>> Begin DATA FOR THE TASK
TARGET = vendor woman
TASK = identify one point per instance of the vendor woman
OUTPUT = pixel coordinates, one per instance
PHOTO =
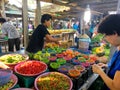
(36, 42)
(3, 66)
(110, 28)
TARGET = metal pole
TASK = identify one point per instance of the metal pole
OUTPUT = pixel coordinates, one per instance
(38, 13)
(2, 9)
(25, 22)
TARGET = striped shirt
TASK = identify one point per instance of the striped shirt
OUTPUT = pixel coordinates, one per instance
(10, 30)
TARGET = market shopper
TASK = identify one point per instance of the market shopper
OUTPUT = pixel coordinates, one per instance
(13, 35)
(110, 28)
(39, 35)
(3, 66)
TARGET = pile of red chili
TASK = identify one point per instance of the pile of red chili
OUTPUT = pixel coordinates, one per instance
(31, 67)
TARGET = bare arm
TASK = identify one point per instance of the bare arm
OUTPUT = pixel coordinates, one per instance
(50, 38)
(112, 84)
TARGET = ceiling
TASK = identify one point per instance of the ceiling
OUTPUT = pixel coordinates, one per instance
(97, 6)
(74, 8)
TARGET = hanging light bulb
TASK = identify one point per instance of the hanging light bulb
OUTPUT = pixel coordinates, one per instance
(87, 14)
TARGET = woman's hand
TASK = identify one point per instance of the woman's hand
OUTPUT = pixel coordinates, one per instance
(3, 66)
(97, 69)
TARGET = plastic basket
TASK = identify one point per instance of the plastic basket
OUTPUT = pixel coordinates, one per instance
(5, 75)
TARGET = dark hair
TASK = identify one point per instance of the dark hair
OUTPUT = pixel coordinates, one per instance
(2, 20)
(45, 17)
(110, 25)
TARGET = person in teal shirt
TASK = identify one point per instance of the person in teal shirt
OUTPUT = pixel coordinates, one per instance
(110, 28)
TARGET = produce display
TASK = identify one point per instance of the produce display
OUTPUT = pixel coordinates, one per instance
(54, 65)
(7, 86)
(74, 73)
(30, 68)
(13, 81)
(79, 68)
(53, 81)
(13, 58)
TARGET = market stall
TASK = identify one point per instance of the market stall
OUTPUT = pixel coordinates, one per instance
(76, 67)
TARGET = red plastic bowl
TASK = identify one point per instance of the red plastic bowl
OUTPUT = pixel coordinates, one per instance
(12, 65)
(23, 64)
(53, 73)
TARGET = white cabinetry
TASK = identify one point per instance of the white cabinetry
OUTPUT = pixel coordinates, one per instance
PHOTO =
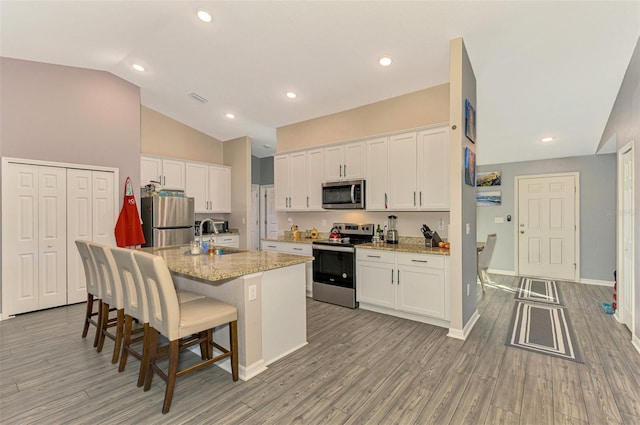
(344, 162)
(210, 186)
(91, 212)
(296, 249)
(412, 286)
(377, 174)
(298, 181)
(169, 172)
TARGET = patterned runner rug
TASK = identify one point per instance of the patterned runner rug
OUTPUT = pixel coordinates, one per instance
(538, 290)
(543, 328)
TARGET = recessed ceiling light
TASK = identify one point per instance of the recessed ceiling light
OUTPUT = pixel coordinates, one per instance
(204, 16)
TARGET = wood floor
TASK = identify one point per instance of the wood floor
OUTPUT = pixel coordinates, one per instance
(358, 368)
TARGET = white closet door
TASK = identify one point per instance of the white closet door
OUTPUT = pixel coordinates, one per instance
(20, 239)
(52, 230)
(104, 207)
(79, 226)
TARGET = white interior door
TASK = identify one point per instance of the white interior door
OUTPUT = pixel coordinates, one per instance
(547, 226)
(52, 231)
(625, 275)
(255, 217)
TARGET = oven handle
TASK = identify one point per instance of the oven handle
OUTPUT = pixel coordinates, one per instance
(334, 248)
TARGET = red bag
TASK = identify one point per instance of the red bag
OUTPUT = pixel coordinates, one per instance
(128, 229)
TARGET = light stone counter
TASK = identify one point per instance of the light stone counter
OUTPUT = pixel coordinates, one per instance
(234, 263)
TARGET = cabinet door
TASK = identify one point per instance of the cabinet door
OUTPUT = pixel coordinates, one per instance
(377, 174)
(197, 185)
(220, 189)
(315, 172)
(433, 169)
(402, 172)
(333, 163)
(52, 233)
(173, 175)
(421, 290)
(281, 172)
(298, 181)
(375, 284)
(354, 157)
(150, 170)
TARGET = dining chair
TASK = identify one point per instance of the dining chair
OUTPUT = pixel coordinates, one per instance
(184, 325)
(93, 290)
(484, 258)
(111, 291)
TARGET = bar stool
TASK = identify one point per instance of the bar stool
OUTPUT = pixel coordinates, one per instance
(111, 291)
(93, 290)
(183, 324)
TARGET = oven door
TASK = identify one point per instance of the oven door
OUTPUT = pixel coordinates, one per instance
(334, 265)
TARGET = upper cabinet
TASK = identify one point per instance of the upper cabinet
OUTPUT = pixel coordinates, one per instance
(170, 173)
(210, 186)
(344, 162)
(409, 171)
(298, 181)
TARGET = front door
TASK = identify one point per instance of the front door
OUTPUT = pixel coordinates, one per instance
(547, 226)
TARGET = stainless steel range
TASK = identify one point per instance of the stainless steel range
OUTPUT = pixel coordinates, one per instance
(334, 265)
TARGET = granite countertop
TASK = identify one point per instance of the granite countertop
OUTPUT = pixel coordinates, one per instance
(233, 263)
(413, 248)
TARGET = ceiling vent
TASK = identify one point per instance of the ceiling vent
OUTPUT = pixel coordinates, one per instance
(199, 98)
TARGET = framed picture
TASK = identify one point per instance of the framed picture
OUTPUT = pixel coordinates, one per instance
(491, 178)
(491, 198)
(469, 121)
(469, 167)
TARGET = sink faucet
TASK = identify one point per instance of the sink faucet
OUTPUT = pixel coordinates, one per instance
(202, 225)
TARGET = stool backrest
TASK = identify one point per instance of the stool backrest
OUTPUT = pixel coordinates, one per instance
(90, 271)
(164, 309)
(133, 293)
(110, 285)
>> End DATA FOR THE TASK
DIRECTIVE:
Copy the records word for word, starting at the line that contains "TARGET = stainless steel range" and ending with the final line of the records.

PROBLEM SOLUTION:
TARGET = stainless steel range
TASK = identify one point per instance of the stainless steel range
OUTPUT = pixel coordinates, one per instance
(334, 265)
TARGET = granite countertop
TASK = identify one point per instance of the granite countertop
OUTPUT = pixel coordinates, one per instance
(233, 263)
(413, 248)
TARGET = ceiling vent
TASK = identify one point per instance of the ceiling vent
OUTPUT = pixel coordinates, one per instance
(199, 98)
TARGET = framed picture
TASK = identify one point per instance of the framed picture
OUTPUT = pixel coordinates, one per instance
(491, 178)
(491, 198)
(469, 121)
(469, 167)
TARGET = sink faucet
TASK = identify one point per instance of the sink faucet
OUTPUT = pixel coordinates, one per instance
(202, 225)
TARGET = stool backrest
TASK = identify one point per instance of the stool backrest
OUTPUT = pixel coordinates, one per instance
(90, 271)
(164, 309)
(133, 293)
(110, 285)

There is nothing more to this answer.